#### SET EXERCISE
Rescale the material from the line with "like [546, 53]." through the end, inclusive: write out every line again, and multiply each coordinate in the answers by 0.95, rounding to whole numbers with halves going up. Leave every other number as it is.

#### SUPPLIED ENTRIES ####

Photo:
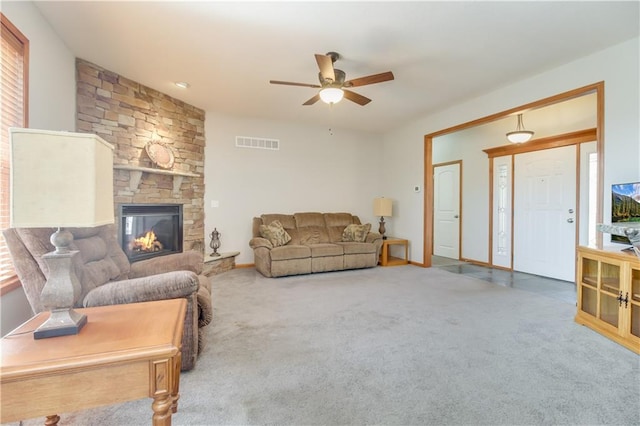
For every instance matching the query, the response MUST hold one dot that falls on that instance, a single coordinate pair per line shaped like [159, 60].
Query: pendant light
[520, 135]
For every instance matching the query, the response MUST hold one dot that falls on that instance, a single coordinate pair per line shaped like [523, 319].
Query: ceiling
[441, 53]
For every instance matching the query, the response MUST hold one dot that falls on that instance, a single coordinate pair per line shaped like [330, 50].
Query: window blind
[13, 96]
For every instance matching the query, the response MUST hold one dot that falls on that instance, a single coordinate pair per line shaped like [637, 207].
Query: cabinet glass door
[589, 278]
[609, 291]
[634, 302]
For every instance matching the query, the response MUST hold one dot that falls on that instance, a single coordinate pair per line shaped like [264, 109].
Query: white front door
[446, 206]
[544, 213]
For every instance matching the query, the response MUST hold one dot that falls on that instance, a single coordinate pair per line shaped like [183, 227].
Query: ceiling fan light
[520, 135]
[331, 95]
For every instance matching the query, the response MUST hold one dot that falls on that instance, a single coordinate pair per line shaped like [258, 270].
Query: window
[13, 95]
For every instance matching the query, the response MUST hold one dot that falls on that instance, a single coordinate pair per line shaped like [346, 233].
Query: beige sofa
[107, 278]
[317, 242]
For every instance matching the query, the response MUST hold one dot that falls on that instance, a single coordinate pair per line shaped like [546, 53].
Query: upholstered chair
[107, 277]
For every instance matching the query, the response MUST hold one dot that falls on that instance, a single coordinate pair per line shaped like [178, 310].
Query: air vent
[257, 143]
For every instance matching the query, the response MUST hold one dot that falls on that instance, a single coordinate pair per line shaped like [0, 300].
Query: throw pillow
[356, 233]
[275, 233]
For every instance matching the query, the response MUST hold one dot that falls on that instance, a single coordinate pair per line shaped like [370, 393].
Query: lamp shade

####

#### FULL SOLUTION
For every instance matching the query, the response MUST hold one dot that falls on that instance, a single coordinate pair per line shaped like [546, 53].
Query: upholstered chair
[102, 263]
For every instance matching the query, the response MUST hold one dot that falls on that instance, a single coordinate pair per line shaped like [178, 310].
Query: air vent
[244, 136]
For every instance matching the query, the response MUST hold one dot that falls on that instance, a single coordinate pair per line shaped like [0, 300].
Query: throw pillow
[338, 221]
[261, 221]
For every instance matching the query, the response MUST hold one dot that falls on that instance, a single coordinate pair per line shaped like [370, 393].
Query: lamp shade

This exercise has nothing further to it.